Text segment
START
As long as your child gets quality time with both sides of the family that is all that matters. Our children are not to blame for the fact that we can't get along with the in-laws.

As for the whole seatbelt thing. Bottom line is you are the Mom and they HAVE to respect your choice to want to be sure they are buckling your child correctly. They DON'T have to like it but, they NEED to respect that you are worried. I went through the same thing. My problem is that my mother-in-law is absent minded that even my husband agrees she can't be trusted with our kids in her car. We have been in the car with her while she drives and man I had to ask that we pull over so I could pick up my heart that had rolled under the seat.

Try to be civil to each other during your child's party if not then you gather friends and your family celebrate and he can take your child to see the Spanish side of the family on a different day.


----------



## Anonymous07 (Aug 4, 2012)

capri7204 said:


> I am in a interracial marriage. I am Spanish and my hubby is white. When I read all of your posts it sounds more like you just may not get along with your in-laws and it may not have anything to do with the fact that you are white. I tried for so long to get along with my husbands mother and there was always some drama causing me and my husband to fight and so I sat down with him and we agreed that it would be best if I just stayed away from his parents and vice-versa. That has been the best decision we ever made. Life is great!! Kids see the in-laws and I stay away. You gotta pick your battles.We can't have everything!
> 
> If this has been going on for a long time, nothing is going to get better. Sometimes we get along with people, sometimes we don't. What is most important is that your child gets to see your husbands side of the family as well as your own. My husband takes my kids to see his parents and I just do my own thing. You have to remember your married him NOT his family. I could care less if my in-laws like me or not or whether it's a Spanish/white issue. Bottom line I love my hubby/he loves me and we get along great . Even more so since I stopped interacting with the in-laws. Save yourself the aggravation.
> 
> ...


I don't feel comfortable having my husband take our son and eventually second baby to see his family alone without me. They live out of state, so it's not just a short drive to go see them. It's a trip to go visit and I don't want to be away from my child(ren) for that long. I don't think my son would do well anyways, since he's highly attached to me. I just don't see that going well and I know my husband can be talked into things by his family, and I don't trust his family at all. My husband is so afraid to "make waves" with standing up for himself, that he tends to just give in. That is not ok with me.
END
Job
Can you reproduce the in-laws thread word for word, starting at "## Anonymous07 (Aug" and ending at "can't have everything!"? Rely only on the in-laws thread for everything that follows.

Dataset rows
START
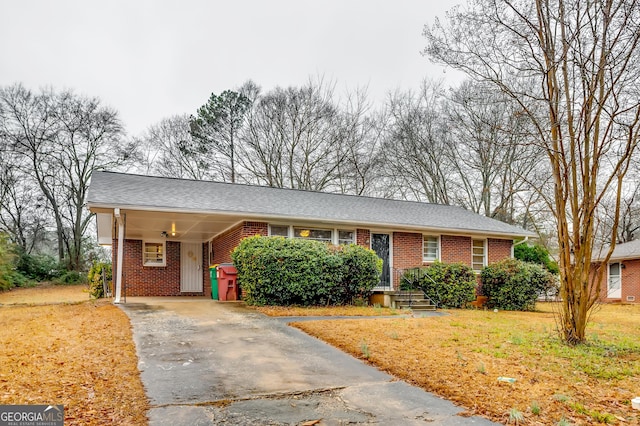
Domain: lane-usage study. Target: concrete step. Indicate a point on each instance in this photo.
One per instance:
(422, 305)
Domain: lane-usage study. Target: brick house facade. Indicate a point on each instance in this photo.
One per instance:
(621, 276)
(168, 231)
(406, 252)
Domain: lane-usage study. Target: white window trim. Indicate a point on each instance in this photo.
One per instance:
(484, 252)
(335, 232)
(609, 279)
(289, 230)
(438, 248)
(390, 233)
(164, 253)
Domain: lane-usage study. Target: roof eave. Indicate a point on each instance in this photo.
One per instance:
(265, 216)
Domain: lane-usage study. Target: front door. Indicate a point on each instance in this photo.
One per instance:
(614, 287)
(190, 268)
(380, 243)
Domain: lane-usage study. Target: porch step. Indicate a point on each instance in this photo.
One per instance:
(421, 305)
(414, 300)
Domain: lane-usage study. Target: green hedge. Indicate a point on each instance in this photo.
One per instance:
(515, 285)
(280, 271)
(448, 285)
(95, 278)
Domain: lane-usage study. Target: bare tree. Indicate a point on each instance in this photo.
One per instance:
(572, 66)
(293, 139)
(62, 138)
(489, 153)
(417, 144)
(22, 207)
(167, 147)
(362, 135)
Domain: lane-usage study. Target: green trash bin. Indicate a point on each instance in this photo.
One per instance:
(213, 274)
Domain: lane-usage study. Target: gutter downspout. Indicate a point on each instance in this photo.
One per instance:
(526, 238)
(120, 219)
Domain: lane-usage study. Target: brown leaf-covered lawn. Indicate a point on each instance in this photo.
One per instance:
(461, 355)
(78, 354)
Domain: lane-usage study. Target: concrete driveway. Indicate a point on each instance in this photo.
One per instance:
(205, 362)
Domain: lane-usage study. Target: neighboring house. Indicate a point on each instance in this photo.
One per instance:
(166, 232)
(622, 276)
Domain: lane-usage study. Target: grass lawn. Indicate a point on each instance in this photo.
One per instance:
(460, 357)
(330, 311)
(79, 353)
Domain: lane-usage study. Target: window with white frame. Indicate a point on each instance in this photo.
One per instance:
(324, 235)
(430, 245)
(345, 237)
(334, 236)
(479, 258)
(279, 230)
(154, 253)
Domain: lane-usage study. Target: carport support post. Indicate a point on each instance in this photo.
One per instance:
(120, 220)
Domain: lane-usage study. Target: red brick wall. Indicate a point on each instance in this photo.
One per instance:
(363, 238)
(407, 250)
(142, 280)
(206, 279)
(250, 229)
(407, 253)
(630, 282)
(224, 244)
(498, 249)
(455, 249)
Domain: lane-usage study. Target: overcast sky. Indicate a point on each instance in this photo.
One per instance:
(153, 59)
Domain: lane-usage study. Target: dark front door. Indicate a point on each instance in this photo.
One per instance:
(380, 244)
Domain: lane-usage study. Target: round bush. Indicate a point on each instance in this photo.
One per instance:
(280, 271)
(514, 285)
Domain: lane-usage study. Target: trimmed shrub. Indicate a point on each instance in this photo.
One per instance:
(361, 273)
(514, 285)
(71, 278)
(280, 271)
(448, 285)
(96, 278)
(37, 267)
(537, 254)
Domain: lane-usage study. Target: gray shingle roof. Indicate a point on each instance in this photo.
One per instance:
(110, 189)
(629, 250)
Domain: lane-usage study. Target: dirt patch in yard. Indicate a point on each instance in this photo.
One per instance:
(461, 356)
(80, 355)
(45, 293)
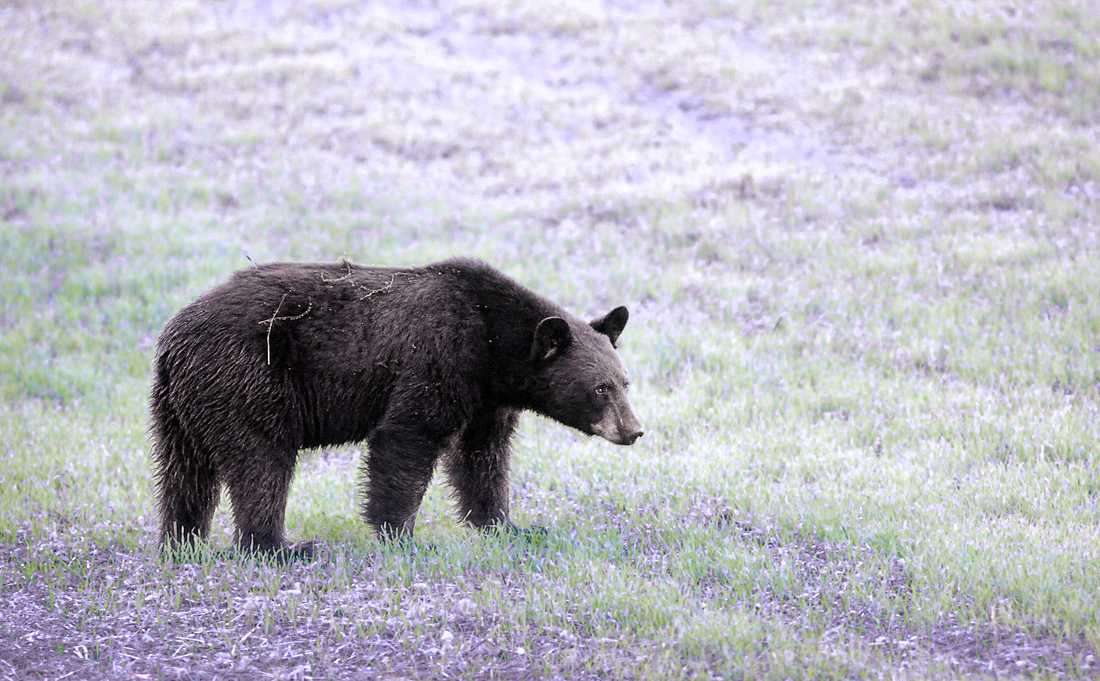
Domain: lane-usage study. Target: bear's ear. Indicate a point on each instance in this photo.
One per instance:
(551, 337)
(612, 323)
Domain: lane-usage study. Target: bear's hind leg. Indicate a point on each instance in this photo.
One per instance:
(397, 470)
(477, 470)
(257, 490)
(187, 490)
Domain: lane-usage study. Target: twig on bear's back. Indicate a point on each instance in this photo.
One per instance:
(388, 285)
(275, 317)
(339, 278)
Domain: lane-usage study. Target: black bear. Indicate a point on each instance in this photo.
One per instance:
(425, 364)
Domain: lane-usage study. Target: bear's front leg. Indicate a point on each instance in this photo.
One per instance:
(397, 470)
(477, 470)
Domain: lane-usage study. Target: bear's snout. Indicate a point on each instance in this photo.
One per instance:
(618, 425)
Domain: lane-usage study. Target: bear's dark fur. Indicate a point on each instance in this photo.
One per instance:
(424, 363)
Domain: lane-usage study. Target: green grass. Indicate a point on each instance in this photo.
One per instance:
(860, 250)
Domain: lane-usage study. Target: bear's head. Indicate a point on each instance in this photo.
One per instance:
(579, 380)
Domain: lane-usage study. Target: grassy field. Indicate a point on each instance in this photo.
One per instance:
(860, 244)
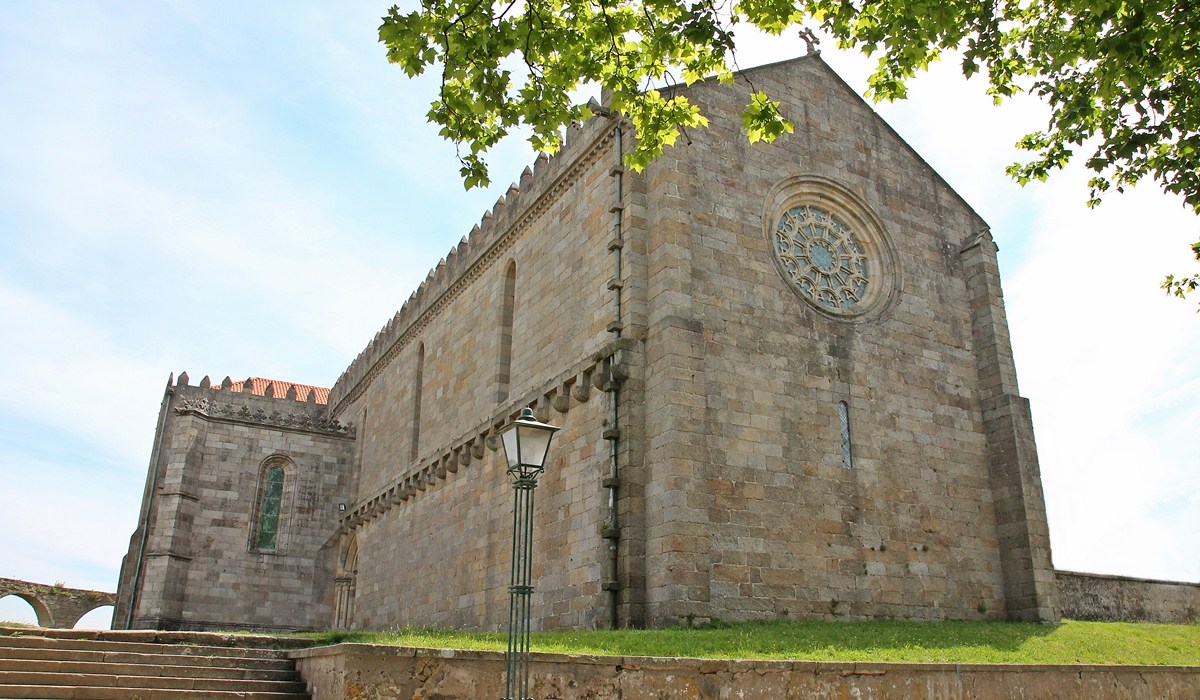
END
Exercise answer
## Anonymous07 (Aug 4, 2012)

capri7204 said:


> I am in a interracial marriage. I am Spanish and my hubby is white. When I read all of your posts it sounds more like you just may not get along with your in-laws and it may not have anything to do with the fact that you are white. I tried for so long to get along with my husbands mother and there was always some drama causing me and my husband to fight and so I sat down with him and we agreed that it would be best if I just stayed away from his parents and vice-versa. That has been the best decision we ever made. Life is great!! Kids see the in-laws and I stay away. You gotta pick your battles.We can't have everything!